### STATED EXERCISE A:
Gather every line of the records below that contains the string "industrial". Case counts.

### READING TEXT:
● ● ● ●

# Lighting designer



## JohnR (Apr 12, 2010)

Uh, No actually, not that I know of. Not intentionally anyway.

Soo... What type of solutions is he supposed to be good at? Office, Resi, Industrial, show?


----------



## MaxLighTech (Jan 14, 2013)

Hi JohnR 
Well, I was visiting the island of Gozo and went in the Basilica of Saint George: the church is beautiful in itself (if I remember correctly, it's called 'the golden church'), but due to my occupation I noticed the lighting system, which was really emphasizing it. I found out that it was custom made by the designer I said before. I know he's been working in other countries as well (both resi & industrial) and wanted to see if someone knew anything


----------



## WilhelmM (Jan 21, 2013)

I saw some of his work inside a shop here in London, I was intrigued when I saw the shop assistant using an iPad to activate light scenes, switching from one to the other depending on the time of the day... a nice idea indeed


----------



## running dummy (Mar 19, 2009)

WilhelmM said:


> I saw some of his work inside a shop here in London, I was intrigued when I saw the shop assistant using an iPad to activate light scenes, switching from one to the other depending on the time of the day... a nice idea indeed


We work with a system called Control4. It's really simple to install and I hear it is the same to program, if you have the right equipment.

● ● ● ●

### TASK DATA:

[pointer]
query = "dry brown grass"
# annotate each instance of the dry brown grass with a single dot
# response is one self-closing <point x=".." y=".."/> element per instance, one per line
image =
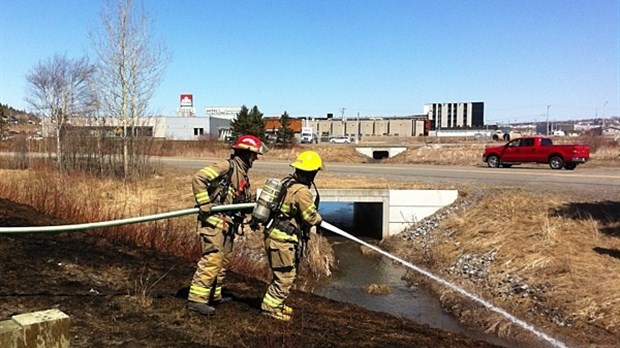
<point x="378" y="289"/>
<point x="85" y="199"/>
<point x="550" y="243"/>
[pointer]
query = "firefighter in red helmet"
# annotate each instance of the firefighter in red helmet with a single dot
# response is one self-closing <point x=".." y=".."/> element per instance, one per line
<point x="224" y="182"/>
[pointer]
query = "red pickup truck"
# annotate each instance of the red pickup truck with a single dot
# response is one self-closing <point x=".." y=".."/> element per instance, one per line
<point x="536" y="149"/>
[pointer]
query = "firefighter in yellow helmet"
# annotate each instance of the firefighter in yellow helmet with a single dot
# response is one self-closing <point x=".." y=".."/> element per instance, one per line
<point x="225" y="182"/>
<point x="287" y="235"/>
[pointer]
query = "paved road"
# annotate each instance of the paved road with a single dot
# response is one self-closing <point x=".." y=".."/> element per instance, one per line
<point x="601" y="183"/>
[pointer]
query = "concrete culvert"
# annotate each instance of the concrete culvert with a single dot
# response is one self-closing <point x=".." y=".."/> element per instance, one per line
<point x="380" y="154"/>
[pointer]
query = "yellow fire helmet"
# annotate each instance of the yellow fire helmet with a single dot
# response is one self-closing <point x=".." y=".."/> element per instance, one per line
<point x="308" y="161"/>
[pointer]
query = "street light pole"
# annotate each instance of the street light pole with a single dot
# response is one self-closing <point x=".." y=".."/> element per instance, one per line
<point x="547" y="130"/>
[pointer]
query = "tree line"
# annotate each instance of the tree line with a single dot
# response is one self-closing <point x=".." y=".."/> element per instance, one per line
<point x="118" y="83"/>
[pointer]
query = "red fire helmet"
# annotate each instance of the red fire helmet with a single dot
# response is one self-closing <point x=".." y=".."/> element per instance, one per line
<point x="249" y="142"/>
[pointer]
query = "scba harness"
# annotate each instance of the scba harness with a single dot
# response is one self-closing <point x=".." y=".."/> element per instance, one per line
<point x="269" y="210"/>
<point x="219" y="191"/>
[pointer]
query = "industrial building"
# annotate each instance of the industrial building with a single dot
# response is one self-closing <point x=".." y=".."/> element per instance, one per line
<point x="444" y="117"/>
<point x="455" y="115"/>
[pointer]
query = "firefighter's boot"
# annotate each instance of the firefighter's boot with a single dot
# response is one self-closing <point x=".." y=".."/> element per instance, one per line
<point x="281" y="312"/>
<point x="201" y="308"/>
<point x="223" y="299"/>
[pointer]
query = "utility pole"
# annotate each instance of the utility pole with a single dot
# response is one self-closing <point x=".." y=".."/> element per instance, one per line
<point x="547" y="130"/>
<point x="344" y="122"/>
<point x="604" y="105"/>
<point x="357" y="129"/>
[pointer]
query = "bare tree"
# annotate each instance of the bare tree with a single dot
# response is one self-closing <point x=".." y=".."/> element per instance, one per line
<point x="59" y="89"/>
<point x="130" y="67"/>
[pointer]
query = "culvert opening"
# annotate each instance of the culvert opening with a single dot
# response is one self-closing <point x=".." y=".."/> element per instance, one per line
<point x="380" y="154"/>
<point x="361" y="219"/>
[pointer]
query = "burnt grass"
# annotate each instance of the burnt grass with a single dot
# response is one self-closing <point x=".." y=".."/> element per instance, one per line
<point x="119" y="295"/>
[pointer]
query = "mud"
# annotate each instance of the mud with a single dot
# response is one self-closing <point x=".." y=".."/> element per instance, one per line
<point x="117" y="295"/>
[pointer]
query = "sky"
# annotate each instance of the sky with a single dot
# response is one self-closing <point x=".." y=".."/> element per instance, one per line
<point x="522" y="58"/>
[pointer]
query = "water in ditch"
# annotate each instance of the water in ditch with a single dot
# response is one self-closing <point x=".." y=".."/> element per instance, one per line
<point x="356" y="271"/>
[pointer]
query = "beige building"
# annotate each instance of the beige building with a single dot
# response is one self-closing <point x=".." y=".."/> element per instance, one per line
<point x="406" y="126"/>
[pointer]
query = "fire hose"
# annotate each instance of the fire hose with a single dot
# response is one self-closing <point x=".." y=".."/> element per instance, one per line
<point x="324" y="224"/>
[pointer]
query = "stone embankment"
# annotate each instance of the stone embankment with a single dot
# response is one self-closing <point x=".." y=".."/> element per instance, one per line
<point x="477" y="268"/>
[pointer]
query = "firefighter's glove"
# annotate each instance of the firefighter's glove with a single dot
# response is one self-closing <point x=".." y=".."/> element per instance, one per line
<point x="205" y="209"/>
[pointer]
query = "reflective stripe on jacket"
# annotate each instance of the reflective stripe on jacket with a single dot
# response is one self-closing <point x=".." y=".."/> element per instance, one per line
<point x="206" y="184"/>
<point x="299" y="210"/>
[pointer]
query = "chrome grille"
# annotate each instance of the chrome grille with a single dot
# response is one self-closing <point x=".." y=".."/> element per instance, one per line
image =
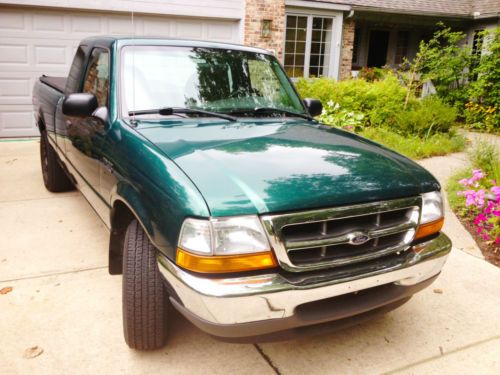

● ● ● ●

### STATED EXERCISE B:
Carry on the forum thread about a lighting designer, picking up after its final sentence above.

### OUTPUT A:
query = "industrial building"
# annotate each instance of the industrial building with a single dot

### OUTPUT B:
Part of what is cool about this system is that you can use any iPad or iPhone types device to control it. They even make a recessed holder for the iPad so you can use it as a controller or take it out and surf the web whenever you want. 

Worth looking in to!
http://www.control4.com/


----------



## WilhelmM (Jan 21, 2013)

Hey running dummy, thanks for the inspiration. It's cool indeed, and yes, it resembles what I saw, that other system was dimmerable as well, and the effect was especially great on the led lighted walls he projected - which I believe are the ideal choice for showrooms, they always look stunning...!


----------



## MaxLighTech (Jan 14, 2013)

Hi Wilhelm! Thanks for the info, I didn't know he had worked in London as well. I'm getting in touch with the man to get some advice on a project I'm working on, I see he works as a consultant as well... fingers crossed!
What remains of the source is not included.